(Supplied passage)
☆ ☆ ☆

"Now I can afford my wife's treatment," says Sayed. We supported 3,840 families with cash in central Afghanistan

Published: Sep 20, 2023 Reading time: 4 minutes
CASH FOR NFI Project in Ghazni city, Jaghatu, and Malistan District of Ghazni Province.
© Jallaluddin Adibpoor

20 years of conflict have denied most villagers in Yousef, central Afghanistan, access to even the most basic living facilities. Consequently, many villagers are forced to send family members to neighbouring countries to find work.

Sayed Sher Aqa (70) lives with his five family members in Yousef, a village in Ghazni Province, central Afghanistan. Sayed walks with the help of a cane because he has a ruptured lumbar disc. His injury makes it difficult for him to work on his farm. Furthermore, flash floods hit his land last year during the summer, destroying his harvest. He has two sons who left the country and migrated to Iran for work to support their families.

☆ ☆ ☆

(Raw records)
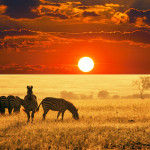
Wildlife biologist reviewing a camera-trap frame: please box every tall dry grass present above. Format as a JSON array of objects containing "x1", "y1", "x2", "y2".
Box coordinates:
[{"x1": 0, "y1": 99, "x2": 150, "y2": 150}]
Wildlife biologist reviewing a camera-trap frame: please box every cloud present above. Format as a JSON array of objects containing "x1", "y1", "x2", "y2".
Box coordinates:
[
  {"x1": 0, "y1": 0, "x2": 40, "y2": 19},
  {"x1": 82, "y1": 11, "x2": 99, "y2": 17},
  {"x1": 130, "y1": 0, "x2": 150, "y2": 10},
  {"x1": 56, "y1": 30, "x2": 150, "y2": 44},
  {"x1": 0, "y1": 29, "x2": 38, "y2": 39},
  {"x1": 126, "y1": 8, "x2": 150, "y2": 25}
]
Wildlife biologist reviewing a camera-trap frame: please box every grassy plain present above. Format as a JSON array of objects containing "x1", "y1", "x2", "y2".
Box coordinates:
[{"x1": 0, "y1": 99, "x2": 150, "y2": 150}]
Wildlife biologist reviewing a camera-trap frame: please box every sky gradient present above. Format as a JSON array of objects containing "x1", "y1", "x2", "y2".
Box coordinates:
[{"x1": 0, "y1": 0, "x2": 150, "y2": 74}]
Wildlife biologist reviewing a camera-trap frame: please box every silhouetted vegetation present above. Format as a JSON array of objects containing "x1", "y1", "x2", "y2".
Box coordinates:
[{"x1": 133, "y1": 76, "x2": 150, "y2": 99}]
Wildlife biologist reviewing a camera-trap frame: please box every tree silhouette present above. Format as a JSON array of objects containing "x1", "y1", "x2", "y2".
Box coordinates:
[{"x1": 133, "y1": 76, "x2": 150, "y2": 99}]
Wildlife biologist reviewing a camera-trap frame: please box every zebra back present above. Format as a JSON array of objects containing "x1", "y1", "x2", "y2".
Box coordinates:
[
  {"x1": 0, "y1": 96, "x2": 9, "y2": 108},
  {"x1": 23, "y1": 95, "x2": 38, "y2": 111},
  {"x1": 41, "y1": 97, "x2": 79, "y2": 119}
]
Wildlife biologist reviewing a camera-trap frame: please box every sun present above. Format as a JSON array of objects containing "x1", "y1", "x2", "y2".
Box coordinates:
[{"x1": 78, "y1": 57, "x2": 94, "y2": 72}]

☆ ☆ ☆

(What the exercise asks) From the article on cash support for families in central Afghanistan, print the passage word for word, beginning at the words that contain "Published: Sep 20, 2023" and stopping after "to find work.".

(Answer to the problem)
Published: Sep 20, 2023 Reading time: 4 minutes
CASH FOR NFI Project in Ghazni city, Jaghatu, and Malistan District of Ghazni Province.
© Jallaluddin Adibpoor

20 years of conflict have denied most villagers in Yousef, central Afghanistan, access to even the most basic living facilities. Consequently, many villagers are forced to send family members to neighbouring countries to find work.